Collection entries
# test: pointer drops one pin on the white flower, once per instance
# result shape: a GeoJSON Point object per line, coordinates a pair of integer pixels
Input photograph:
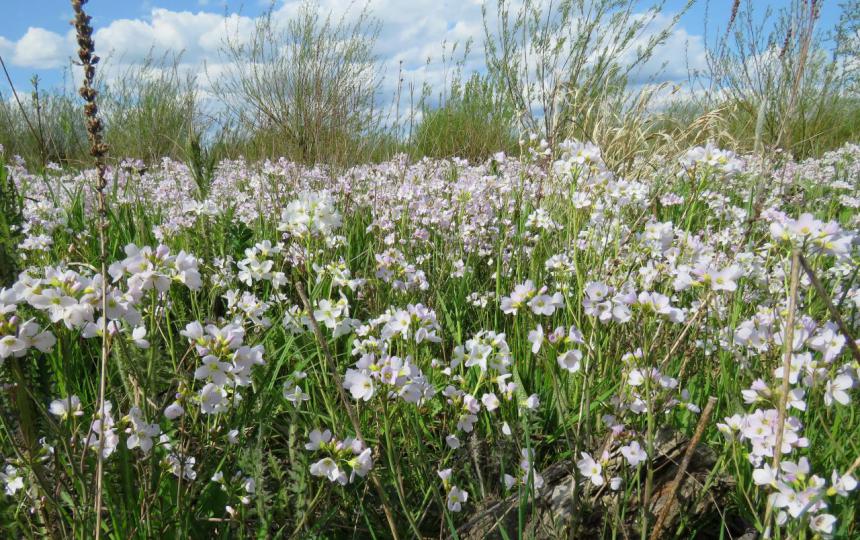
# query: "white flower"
{"type": "Point", "coordinates": [490, 401]}
{"type": "Point", "coordinates": [174, 411]}
{"type": "Point", "coordinates": [233, 436]}
{"type": "Point", "coordinates": [64, 408]}
{"type": "Point", "coordinates": [590, 469]}
{"type": "Point", "coordinates": [823, 523]}
{"type": "Point", "coordinates": [328, 468]}
{"type": "Point", "coordinates": [213, 399]}
{"type": "Point", "coordinates": [359, 384]}
{"type": "Point", "coordinates": [295, 395]}
{"type": "Point", "coordinates": [634, 453]}
{"type": "Point", "coordinates": [726, 279]}
{"type": "Point", "coordinates": [317, 439]}
{"type": "Point", "coordinates": [213, 369]}
{"type": "Point", "coordinates": [570, 360]}
{"type": "Point", "coordinates": [456, 497]}
{"type": "Point", "coordinates": [138, 337]}
{"type": "Point", "coordinates": [837, 390]}
{"type": "Point", "coordinates": [11, 480]}
{"type": "Point", "coordinates": [536, 339]}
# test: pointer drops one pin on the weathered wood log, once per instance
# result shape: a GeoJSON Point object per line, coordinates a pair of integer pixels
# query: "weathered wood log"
{"type": "Point", "coordinates": [698, 504]}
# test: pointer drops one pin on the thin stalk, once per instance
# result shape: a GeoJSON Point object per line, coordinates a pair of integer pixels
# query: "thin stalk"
{"type": "Point", "coordinates": [788, 346]}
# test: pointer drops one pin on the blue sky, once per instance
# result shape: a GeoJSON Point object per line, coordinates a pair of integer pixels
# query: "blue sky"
{"type": "Point", "coordinates": [35, 35]}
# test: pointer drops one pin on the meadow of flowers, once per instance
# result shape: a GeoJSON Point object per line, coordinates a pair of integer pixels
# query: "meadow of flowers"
{"type": "Point", "coordinates": [394, 350]}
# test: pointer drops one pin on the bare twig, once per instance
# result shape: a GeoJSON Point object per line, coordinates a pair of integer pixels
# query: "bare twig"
{"type": "Point", "coordinates": [682, 470]}
{"type": "Point", "coordinates": [98, 148]}
{"type": "Point", "coordinates": [36, 135]}
{"type": "Point", "coordinates": [788, 347]}
{"type": "Point", "coordinates": [834, 313]}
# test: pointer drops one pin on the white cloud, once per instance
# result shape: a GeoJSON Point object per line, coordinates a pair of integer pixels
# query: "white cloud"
{"type": "Point", "coordinates": [42, 49]}
{"type": "Point", "coordinates": [6, 48]}
{"type": "Point", "coordinates": [410, 33]}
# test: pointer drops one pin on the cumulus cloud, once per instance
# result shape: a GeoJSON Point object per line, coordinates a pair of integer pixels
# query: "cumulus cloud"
{"type": "Point", "coordinates": [40, 49]}
{"type": "Point", "coordinates": [410, 42]}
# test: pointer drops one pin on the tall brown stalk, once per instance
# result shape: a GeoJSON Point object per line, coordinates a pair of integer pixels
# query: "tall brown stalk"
{"type": "Point", "coordinates": [98, 149]}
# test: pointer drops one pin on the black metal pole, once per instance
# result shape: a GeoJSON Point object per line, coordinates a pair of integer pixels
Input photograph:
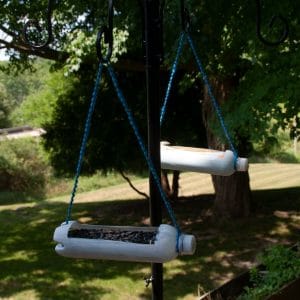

* Action item *
Extract from the records above the lines from the one containing "# test: pointer drops one pin on the weathered" to the one containing "# test: pointer drops one pin on the blue", both lines included, exactly as they appear and with nothing else.

* Response *
# test: pointer drops one pin on the weathered wood log, once per instance
# result shape: a GeoJSON Point object per line, coordinates a pair of integer pixels
# query: "weathered wood log"
{"type": "Point", "coordinates": [698, 504]}
# test: pointer drops one pin on the thin stalk, once per instance
# result shape: a GeoJSON Point object per line, coordinates a pair of integer pixels
# query: "thin stalk"
{"type": "Point", "coordinates": [788, 346]}
# test: pointer drops one pin on the blue sky, once per instance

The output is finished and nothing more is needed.